__The problem__: Transcribe the post about INTC's spending word for word, starting at "Now here is" and stopping after "more than enough.".

Tuesday, January 11, 2005

INTC keeps spending , but why?

Semi Cap companies, specifically AMAT, ASMI, WFR, NVLS, will have the largest spender continue to spend more and more to stay "competitive". INTC announced that it plans to spend $4.9 to $5.3B next year on capex and most of that on equipment. This is much better than most people were expecting, including yours truly, and will certainly light a fire under some of the semi cap names mentioned above. INTC also suggested that it expects capacity utilization to be higher next quarter which means more equipment will be needed as utilization moves higher, or so goes the argument. I still believe this is a tough industry since overall capex in 2005 spending will still be down around 10% even with the big bump by INTC as the number of companies willing and able to spend that kind of money continues to shrink.

Now here is my argument on why it makes little sense for INTC to keep spending this kind of money. I agree that it still makes tactical sense to have in-house fabs but for how long is the question. The Ghz race is over, PC cycle is gone to replacement-cycle . INTC, AMD and other major IDMs have to become consumer IC companies and consumer ICs are built cheap. Most of us consumers don't really need a 4GHz Pentium or dual core Opteron for that matter. We just need a high bandwidth connection with safe web-browser-like application (no not IE) and a 2GHz machine will be more than enough.

__Dataset content__:
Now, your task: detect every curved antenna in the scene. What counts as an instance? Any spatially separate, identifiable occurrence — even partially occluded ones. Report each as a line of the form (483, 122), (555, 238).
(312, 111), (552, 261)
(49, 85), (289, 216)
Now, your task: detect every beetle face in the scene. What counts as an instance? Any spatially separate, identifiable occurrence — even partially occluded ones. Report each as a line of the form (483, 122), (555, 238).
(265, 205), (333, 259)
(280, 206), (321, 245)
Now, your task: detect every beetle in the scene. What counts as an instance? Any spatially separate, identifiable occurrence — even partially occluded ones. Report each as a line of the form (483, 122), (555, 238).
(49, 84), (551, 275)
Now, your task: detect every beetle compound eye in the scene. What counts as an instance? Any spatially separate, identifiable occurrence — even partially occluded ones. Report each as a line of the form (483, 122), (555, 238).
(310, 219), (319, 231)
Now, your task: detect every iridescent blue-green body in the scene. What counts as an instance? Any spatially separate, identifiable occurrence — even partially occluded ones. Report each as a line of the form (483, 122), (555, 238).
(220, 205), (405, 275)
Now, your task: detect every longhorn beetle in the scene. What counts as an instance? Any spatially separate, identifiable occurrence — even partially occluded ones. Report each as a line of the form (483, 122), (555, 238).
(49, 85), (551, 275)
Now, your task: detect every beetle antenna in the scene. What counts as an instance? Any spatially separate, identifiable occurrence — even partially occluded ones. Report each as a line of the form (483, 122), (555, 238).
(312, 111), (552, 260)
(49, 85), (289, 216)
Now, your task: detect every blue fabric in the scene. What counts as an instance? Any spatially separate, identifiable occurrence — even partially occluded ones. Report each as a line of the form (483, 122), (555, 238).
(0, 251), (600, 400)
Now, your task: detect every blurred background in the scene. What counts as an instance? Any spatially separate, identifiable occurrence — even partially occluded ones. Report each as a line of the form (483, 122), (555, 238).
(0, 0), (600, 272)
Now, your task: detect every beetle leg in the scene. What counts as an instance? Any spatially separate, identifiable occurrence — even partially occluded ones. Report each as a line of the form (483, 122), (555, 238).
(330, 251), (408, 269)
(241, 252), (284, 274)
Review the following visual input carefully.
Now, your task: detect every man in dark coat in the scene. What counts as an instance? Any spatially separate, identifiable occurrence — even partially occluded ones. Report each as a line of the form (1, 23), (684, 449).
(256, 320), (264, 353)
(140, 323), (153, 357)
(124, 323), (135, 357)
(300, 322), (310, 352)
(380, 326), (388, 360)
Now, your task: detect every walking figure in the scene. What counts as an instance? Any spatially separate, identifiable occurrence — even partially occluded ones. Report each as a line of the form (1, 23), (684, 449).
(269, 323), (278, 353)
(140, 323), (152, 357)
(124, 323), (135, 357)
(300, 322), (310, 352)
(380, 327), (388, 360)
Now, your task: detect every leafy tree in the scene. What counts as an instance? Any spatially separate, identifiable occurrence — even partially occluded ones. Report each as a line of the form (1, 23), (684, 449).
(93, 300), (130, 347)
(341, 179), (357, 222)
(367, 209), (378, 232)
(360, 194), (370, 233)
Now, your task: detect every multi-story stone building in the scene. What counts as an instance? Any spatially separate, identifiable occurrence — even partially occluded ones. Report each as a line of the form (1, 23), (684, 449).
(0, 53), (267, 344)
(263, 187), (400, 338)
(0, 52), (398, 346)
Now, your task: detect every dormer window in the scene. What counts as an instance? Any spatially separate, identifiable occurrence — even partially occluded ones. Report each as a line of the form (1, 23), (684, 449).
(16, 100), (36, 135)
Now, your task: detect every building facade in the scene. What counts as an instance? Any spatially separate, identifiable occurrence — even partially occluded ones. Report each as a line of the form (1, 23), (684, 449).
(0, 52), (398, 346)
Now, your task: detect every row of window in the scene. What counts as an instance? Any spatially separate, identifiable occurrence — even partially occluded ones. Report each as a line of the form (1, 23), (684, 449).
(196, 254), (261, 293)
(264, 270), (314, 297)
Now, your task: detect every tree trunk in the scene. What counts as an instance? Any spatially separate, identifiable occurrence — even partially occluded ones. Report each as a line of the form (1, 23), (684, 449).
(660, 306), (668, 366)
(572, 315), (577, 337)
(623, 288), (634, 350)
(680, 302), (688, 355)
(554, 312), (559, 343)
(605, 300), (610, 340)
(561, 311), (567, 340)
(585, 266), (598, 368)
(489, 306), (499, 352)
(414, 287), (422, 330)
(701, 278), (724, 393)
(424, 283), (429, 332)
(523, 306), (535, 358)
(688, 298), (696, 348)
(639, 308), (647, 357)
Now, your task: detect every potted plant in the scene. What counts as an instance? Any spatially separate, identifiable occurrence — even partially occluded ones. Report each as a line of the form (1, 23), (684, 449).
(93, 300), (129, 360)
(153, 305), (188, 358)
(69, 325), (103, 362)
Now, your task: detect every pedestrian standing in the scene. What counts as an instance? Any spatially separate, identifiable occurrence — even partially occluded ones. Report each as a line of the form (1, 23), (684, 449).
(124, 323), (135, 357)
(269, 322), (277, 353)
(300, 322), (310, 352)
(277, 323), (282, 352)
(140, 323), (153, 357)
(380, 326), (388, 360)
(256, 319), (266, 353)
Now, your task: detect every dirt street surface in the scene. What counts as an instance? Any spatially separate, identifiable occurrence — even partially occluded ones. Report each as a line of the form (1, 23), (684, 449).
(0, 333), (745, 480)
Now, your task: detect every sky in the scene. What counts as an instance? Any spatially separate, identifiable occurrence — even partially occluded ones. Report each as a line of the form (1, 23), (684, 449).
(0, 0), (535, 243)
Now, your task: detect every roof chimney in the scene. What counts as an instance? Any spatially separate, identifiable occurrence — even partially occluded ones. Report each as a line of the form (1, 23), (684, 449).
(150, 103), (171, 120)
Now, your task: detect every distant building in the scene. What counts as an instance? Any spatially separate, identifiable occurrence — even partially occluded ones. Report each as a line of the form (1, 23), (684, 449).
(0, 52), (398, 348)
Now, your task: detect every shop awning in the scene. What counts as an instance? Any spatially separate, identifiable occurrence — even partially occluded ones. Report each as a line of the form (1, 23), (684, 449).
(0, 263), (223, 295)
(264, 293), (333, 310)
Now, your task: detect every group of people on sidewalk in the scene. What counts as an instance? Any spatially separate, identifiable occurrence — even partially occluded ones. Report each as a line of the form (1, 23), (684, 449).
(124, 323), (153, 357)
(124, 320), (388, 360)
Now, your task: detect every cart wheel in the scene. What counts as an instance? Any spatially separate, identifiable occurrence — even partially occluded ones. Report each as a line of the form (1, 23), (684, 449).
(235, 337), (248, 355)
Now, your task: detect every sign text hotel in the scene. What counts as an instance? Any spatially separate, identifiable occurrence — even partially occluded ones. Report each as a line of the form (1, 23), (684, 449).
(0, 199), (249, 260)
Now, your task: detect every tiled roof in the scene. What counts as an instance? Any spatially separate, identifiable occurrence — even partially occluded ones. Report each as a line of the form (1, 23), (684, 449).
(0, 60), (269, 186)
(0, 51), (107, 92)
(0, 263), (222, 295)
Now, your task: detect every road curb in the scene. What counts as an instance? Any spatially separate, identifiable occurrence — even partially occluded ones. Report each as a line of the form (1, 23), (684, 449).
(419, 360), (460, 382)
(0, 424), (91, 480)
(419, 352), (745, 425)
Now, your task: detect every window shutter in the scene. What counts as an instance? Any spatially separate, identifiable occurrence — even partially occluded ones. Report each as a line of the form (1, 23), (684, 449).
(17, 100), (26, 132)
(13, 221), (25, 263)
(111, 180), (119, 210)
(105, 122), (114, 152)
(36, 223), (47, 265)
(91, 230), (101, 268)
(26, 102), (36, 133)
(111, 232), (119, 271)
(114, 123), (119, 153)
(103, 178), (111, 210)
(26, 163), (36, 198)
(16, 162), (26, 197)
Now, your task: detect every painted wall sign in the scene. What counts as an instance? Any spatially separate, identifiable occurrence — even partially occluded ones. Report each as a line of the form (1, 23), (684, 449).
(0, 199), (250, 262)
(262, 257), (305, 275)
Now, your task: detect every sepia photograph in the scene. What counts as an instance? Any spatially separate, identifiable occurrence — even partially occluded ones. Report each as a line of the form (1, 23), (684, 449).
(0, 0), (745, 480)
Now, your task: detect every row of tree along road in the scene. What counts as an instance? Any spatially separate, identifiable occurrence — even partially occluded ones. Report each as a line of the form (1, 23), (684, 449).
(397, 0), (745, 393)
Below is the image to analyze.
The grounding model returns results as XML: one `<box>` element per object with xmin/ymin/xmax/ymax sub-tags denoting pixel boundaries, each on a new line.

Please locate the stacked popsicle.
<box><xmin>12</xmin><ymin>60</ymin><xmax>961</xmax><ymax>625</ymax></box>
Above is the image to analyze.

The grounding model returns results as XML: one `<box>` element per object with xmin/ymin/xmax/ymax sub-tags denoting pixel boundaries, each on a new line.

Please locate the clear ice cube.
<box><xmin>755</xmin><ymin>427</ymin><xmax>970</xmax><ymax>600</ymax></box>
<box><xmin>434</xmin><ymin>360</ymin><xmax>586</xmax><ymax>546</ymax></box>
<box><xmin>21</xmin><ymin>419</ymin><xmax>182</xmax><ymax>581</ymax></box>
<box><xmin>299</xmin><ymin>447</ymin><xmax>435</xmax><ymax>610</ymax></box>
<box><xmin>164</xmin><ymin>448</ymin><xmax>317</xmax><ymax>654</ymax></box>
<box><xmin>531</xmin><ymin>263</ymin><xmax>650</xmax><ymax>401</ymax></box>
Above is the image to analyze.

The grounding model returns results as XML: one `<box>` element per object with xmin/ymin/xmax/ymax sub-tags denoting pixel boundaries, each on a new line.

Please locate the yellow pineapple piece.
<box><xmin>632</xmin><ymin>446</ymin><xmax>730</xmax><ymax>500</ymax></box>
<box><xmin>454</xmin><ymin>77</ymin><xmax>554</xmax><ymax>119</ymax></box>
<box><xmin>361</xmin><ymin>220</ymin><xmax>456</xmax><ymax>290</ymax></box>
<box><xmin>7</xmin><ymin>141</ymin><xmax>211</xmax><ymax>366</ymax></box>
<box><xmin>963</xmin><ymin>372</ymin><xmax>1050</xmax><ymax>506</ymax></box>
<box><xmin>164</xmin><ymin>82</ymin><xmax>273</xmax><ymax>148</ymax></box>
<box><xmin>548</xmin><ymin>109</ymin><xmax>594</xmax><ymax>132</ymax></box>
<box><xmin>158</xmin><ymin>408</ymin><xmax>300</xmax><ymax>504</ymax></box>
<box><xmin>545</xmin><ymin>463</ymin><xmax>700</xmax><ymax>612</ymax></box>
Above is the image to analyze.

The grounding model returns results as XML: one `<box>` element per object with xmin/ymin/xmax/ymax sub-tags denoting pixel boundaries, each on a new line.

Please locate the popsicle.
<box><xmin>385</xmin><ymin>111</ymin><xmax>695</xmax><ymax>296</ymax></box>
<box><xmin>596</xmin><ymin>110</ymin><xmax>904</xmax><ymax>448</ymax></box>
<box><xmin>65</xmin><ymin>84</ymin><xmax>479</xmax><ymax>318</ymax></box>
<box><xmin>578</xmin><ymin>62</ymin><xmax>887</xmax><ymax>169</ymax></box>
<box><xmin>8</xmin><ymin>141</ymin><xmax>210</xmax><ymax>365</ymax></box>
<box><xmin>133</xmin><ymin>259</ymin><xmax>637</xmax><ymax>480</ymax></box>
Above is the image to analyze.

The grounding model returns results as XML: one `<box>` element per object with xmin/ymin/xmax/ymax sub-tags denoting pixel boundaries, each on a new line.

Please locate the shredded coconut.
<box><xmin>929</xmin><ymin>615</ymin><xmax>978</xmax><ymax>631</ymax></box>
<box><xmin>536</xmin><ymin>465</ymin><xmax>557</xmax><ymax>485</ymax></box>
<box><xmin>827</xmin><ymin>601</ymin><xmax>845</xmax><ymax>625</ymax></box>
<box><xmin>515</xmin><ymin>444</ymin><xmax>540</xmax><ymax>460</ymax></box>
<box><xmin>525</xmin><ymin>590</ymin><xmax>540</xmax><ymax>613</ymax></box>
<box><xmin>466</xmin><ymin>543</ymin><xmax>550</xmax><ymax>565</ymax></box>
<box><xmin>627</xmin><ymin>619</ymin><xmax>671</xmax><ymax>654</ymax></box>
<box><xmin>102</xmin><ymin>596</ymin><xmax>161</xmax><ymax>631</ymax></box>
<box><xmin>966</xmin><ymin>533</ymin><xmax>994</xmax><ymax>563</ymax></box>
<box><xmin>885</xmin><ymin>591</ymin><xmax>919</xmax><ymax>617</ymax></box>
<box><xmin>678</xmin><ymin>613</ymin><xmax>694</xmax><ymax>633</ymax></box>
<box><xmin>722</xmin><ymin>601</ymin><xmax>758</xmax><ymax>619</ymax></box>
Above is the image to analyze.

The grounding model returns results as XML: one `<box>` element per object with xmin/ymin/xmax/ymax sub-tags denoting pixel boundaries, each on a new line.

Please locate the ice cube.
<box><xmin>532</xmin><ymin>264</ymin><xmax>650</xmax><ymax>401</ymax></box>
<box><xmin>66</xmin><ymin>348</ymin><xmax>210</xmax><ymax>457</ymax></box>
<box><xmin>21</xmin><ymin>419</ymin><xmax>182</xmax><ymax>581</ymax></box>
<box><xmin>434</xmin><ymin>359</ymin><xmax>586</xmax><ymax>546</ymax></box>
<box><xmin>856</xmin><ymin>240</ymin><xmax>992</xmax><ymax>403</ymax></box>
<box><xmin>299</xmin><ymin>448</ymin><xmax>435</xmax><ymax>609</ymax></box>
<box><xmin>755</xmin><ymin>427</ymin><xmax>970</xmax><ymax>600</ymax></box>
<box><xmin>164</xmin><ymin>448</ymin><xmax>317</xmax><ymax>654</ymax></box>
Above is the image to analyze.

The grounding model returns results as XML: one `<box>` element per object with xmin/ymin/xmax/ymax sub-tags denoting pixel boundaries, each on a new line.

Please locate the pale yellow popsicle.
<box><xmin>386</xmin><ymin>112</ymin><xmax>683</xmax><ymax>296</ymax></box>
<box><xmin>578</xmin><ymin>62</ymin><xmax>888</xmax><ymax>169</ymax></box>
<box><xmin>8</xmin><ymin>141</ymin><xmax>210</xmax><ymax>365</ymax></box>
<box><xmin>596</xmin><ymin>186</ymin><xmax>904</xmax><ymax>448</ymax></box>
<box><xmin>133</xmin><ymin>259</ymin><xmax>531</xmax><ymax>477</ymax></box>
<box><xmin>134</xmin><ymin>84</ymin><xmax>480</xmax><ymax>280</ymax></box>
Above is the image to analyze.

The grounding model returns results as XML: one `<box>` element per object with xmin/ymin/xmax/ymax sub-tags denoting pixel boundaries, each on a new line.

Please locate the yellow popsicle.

__The answer__:
Now here is my argument on why it makes little sense for INTC to keep spending this kind of money. I agree that it still makes tactical sense to have in-house fabs but for how long is the question. The Ghz race is over, PC cycle is gone to replacement-cycle . INTC, AMD and other major IDMs have to become consumer IC companies and consumer ICs are built cheap. Most of us consumers don't really need a 4GHz Pentium or dual core Opteron for that matter. We just need a high bandwidth connection with safe web-browser-like application (no not IE) and a 2GHz machine will be more than enough.